* Work to do *
Find each line in the entries below that contains the word "with". Copy every such line out in full.

● ● ●

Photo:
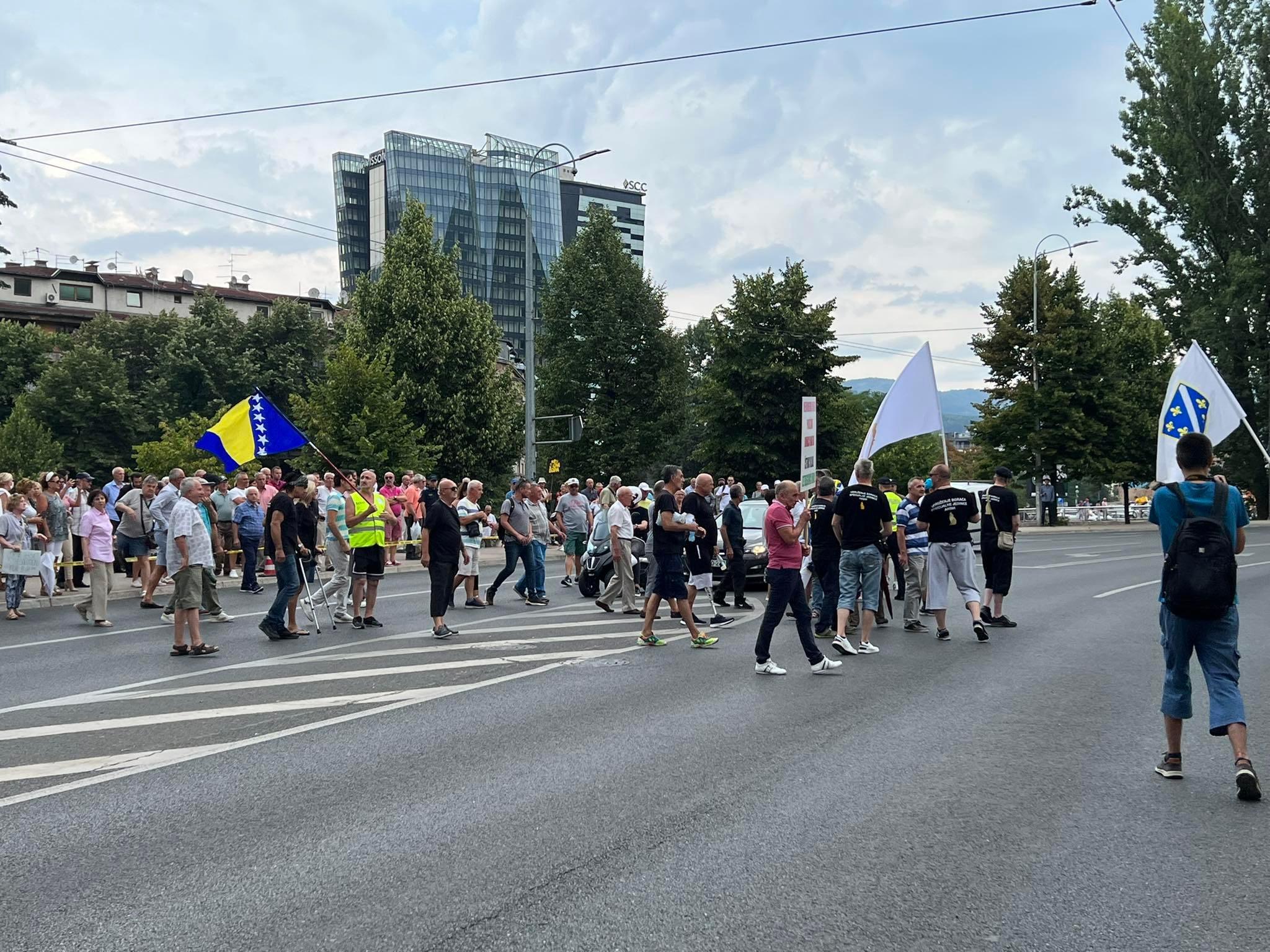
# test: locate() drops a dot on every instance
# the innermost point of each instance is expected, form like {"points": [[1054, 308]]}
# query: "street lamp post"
{"points": [[1037, 257], [530, 403]]}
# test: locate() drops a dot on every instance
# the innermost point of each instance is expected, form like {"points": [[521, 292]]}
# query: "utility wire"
{"points": [[174, 188], [578, 71], [172, 198]]}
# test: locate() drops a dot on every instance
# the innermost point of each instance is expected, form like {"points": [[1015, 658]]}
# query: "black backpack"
{"points": [[1199, 568]]}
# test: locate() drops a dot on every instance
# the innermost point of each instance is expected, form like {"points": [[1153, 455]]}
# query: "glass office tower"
{"points": [[477, 200]]}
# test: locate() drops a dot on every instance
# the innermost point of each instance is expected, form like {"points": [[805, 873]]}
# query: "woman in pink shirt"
{"points": [[785, 553], [98, 559], [393, 527]]}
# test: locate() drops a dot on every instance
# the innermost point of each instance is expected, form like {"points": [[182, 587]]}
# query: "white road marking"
{"points": [[351, 674], [197, 753], [1156, 582]]}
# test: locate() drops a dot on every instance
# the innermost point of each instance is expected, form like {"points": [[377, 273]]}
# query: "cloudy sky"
{"points": [[908, 170]]}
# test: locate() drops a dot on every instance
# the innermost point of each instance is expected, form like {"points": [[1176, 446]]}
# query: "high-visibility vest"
{"points": [[370, 531]]}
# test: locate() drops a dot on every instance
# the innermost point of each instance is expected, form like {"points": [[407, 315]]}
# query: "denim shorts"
{"points": [[133, 547], [1215, 645], [860, 576]]}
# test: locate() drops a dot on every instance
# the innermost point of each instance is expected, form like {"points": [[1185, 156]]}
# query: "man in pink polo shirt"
{"points": [[785, 580]]}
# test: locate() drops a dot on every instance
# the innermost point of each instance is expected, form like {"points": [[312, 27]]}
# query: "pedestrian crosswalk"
{"points": [[59, 744]]}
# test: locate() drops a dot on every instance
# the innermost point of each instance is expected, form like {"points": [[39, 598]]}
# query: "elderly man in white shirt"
{"points": [[620, 535]]}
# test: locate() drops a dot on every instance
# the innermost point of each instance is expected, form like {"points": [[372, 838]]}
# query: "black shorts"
{"points": [[699, 559], [998, 565], [668, 582], [367, 563]]}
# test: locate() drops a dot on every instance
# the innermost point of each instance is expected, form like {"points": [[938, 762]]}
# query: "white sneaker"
{"points": [[843, 646]]}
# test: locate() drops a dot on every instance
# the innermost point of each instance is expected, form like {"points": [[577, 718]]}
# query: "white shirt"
{"points": [[620, 519]]}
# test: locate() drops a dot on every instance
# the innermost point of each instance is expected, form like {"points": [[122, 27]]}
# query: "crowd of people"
{"points": [[831, 557]]}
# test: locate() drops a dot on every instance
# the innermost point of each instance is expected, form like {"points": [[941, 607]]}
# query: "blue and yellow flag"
{"points": [[251, 428]]}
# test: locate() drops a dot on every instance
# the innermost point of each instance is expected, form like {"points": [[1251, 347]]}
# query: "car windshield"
{"points": [[753, 511]]}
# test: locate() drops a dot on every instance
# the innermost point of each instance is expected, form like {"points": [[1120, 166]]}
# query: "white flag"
{"points": [[910, 409], [1197, 402]]}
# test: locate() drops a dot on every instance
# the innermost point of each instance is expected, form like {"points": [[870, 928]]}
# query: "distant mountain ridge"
{"points": [[958, 405]]}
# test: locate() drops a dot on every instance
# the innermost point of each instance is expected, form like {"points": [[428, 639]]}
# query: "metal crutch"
{"points": [[326, 599]]}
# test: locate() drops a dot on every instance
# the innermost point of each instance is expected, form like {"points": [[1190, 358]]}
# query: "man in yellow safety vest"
{"points": [[365, 514]]}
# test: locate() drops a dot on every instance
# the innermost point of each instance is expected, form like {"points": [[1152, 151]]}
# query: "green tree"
{"points": [[441, 346], [771, 348], [357, 416], [175, 447], [203, 362], [1140, 363], [27, 350], [1066, 420], [609, 356], [1196, 140], [86, 403], [140, 345], [27, 446], [285, 348]]}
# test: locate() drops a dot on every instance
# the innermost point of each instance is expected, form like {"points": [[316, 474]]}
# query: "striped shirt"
{"points": [[906, 519]]}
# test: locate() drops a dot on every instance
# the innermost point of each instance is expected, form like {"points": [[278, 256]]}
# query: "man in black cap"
{"points": [[430, 496], [1000, 523]]}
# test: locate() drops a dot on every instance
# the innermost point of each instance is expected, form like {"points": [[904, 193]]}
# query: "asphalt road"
{"points": [[543, 783]]}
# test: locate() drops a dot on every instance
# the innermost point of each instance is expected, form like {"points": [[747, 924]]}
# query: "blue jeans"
{"points": [[251, 553], [1215, 645], [288, 584], [860, 571], [786, 591], [515, 552]]}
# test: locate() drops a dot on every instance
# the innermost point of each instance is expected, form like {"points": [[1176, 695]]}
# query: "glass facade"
{"points": [[478, 202]]}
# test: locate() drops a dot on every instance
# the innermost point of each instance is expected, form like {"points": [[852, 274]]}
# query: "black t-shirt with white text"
{"points": [[1005, 508], [822, 527], [948, 512], [666, 542], [864, 512]]}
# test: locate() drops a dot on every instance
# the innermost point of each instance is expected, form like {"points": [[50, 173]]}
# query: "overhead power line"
{"points": [[578, 71]]}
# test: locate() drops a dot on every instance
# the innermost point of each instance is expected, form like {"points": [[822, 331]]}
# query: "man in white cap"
{"points": [[574, 519]]}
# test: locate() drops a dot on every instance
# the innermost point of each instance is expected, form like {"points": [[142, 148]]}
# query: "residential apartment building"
{"points": [[63, 299]]}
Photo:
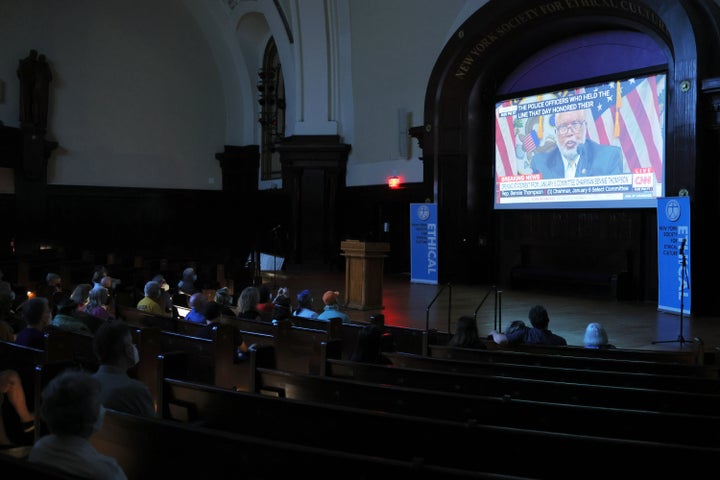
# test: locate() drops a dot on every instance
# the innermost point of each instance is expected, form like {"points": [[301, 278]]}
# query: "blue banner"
{"points": [[673, 215], [423, 243]]}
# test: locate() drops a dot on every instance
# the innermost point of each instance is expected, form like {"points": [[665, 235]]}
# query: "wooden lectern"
{"points": [[364, 273]]}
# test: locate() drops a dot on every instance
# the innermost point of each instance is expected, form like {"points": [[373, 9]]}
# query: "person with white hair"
{"points": [[596, 336], [150, 303], [73, 411]]}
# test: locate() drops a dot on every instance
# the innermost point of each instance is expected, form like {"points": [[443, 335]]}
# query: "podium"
{"points": [[364, 273]]}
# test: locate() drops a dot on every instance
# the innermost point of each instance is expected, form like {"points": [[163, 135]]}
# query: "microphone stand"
{"points": [[483, 301], [427, 310], [683, 277]]}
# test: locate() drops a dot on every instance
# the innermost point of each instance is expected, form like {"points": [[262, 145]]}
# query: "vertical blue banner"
{"points": [[673, 216], [423, 243]]}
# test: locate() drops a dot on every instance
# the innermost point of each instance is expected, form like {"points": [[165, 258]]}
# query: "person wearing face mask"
{"points": [[72, 409], [116, 353]]}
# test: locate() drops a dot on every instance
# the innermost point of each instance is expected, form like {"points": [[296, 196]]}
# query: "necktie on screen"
{"points": [[570, 170]]}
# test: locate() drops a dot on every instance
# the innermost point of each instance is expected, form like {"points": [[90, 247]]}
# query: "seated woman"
{"points": [[11, 388], [596, 336], [466, 334]]}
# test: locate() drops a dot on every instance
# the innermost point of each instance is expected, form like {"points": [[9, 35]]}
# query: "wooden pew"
{"points": [[587, 362], [149, 448], [405, 339], [401, 437], [682, 383], [517, 413], [692, 357], [13, 467], [297, 349], [578, 393], [138, 318]]}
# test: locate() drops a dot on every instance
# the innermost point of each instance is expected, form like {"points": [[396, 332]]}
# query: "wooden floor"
{"points": [[629, 324]]}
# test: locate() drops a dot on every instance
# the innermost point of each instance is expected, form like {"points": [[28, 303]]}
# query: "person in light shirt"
{"points": [[574, 154]]}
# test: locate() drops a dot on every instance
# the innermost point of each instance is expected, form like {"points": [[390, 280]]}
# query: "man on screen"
{"points": [[575, 155]]}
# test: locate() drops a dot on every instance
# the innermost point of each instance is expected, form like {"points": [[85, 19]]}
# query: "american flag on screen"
{"points": [[628, 113], [633, 118]]}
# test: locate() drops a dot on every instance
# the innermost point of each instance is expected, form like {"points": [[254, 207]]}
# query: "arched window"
{"points": [[272, 112]]}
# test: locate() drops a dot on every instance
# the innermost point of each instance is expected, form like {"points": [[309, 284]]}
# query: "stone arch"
{"points": [[479, 58]]}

● ● ●

* Task solution *
# query: "black t-shirt with white text"
# query: "person with white hair"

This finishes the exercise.